EXERCISE DESCRIPTION » Output the line that contains "Objective — one marker per instance of the building" and every line after it to the end of the entries, with nothing added or left out.
— START EXERCISE MATERIAL —
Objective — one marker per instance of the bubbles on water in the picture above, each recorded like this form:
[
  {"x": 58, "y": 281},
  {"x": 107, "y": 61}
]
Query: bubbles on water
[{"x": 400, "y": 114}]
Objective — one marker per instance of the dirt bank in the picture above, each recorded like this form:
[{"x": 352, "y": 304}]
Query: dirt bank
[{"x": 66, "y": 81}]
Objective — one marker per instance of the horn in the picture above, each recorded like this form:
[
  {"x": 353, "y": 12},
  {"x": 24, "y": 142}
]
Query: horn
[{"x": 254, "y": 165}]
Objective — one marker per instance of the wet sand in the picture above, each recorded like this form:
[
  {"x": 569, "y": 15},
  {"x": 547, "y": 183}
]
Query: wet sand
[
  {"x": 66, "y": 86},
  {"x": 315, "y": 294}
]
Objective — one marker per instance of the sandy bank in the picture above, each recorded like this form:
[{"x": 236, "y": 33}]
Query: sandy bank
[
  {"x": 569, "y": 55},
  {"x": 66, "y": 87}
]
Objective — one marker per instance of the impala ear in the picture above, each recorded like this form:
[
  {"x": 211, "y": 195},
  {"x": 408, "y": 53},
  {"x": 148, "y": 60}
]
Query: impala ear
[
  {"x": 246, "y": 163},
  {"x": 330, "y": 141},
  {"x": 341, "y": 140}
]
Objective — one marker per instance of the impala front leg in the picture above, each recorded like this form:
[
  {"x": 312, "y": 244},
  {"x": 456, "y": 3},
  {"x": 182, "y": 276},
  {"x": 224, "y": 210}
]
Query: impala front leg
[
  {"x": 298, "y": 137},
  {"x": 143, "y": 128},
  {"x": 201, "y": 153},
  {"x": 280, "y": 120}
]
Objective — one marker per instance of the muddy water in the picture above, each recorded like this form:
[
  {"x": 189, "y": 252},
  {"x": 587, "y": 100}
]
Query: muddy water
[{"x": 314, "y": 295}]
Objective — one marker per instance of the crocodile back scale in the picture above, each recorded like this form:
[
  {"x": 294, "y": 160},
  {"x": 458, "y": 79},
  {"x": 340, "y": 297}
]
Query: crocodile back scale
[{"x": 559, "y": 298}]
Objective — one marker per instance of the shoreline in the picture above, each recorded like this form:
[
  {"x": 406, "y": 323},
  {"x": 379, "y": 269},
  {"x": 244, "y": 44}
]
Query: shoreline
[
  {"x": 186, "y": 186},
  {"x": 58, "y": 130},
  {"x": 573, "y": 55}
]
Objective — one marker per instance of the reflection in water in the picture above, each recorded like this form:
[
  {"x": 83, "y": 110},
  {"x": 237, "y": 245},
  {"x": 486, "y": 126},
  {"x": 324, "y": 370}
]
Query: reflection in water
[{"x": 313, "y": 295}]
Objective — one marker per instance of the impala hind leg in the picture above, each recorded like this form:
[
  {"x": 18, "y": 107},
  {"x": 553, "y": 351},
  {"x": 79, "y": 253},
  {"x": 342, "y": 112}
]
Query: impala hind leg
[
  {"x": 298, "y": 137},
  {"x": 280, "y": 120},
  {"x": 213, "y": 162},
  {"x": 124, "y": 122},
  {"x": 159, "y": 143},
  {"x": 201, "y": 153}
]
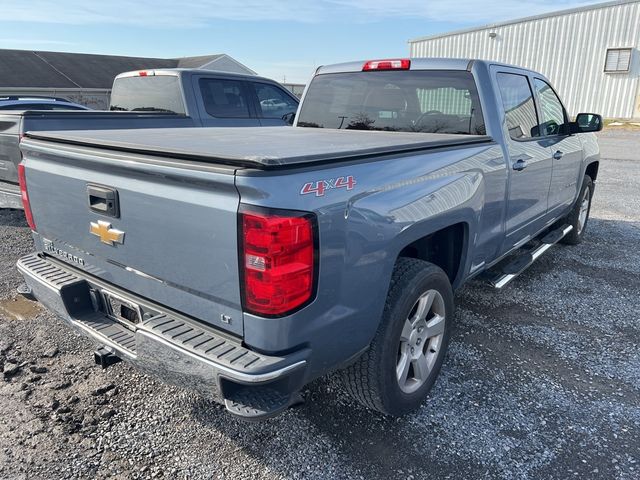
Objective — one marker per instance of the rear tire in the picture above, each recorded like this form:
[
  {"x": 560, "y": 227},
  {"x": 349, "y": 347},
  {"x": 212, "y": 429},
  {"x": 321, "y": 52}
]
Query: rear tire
[
  {"x": 579, "y": 216},
  {"x": 396, "y": 373}
]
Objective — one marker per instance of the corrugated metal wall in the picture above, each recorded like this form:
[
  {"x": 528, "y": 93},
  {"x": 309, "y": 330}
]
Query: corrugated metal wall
[{"x": 569, "y": 49}]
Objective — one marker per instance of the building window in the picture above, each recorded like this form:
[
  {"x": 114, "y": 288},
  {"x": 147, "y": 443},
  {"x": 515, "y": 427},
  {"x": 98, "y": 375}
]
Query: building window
[{"x": 618, "y": 60}]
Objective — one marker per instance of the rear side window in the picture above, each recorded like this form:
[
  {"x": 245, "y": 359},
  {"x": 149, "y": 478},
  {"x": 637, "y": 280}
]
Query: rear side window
[
  {"x": 274, "y": 103},
  {"x": 405, "y": 101},
  {"x": 552, "y": 119},
  {"x": 154, "y": 93},
  {"x": 224, "y": 98},
  {"x": 520, "y": 110}
]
— END EXERCISE MATERIAL —
RESULT BELOW »
Objective — one marker per instance of the building window in the picture above, each recorded like this form:
[
  {"x": 114, "y": 288},
  {"x": 147, "y": 443},
  {"x": 515, "y": 427},
  {"x": 98, "y": 375}
]
Query: building window
[{"x": 618, "y": 60}]
Objective — one marker per instance of the rear side window in the picture above, each recorded like this form:
[
  {"x": 245, "y": 359},
  {"x": 149, "y": 478},
  {"x": 637, "y": 280}
]
Query: rear side window
[
  {"x": 274, "y": 103},
  {"x": 405, "y": 101},
  {"x": 552, "y": 119},
  {"x": 154, "y": 93},
  {"x": 224, "y": 98},
  {"x": 520, "y": 110}
]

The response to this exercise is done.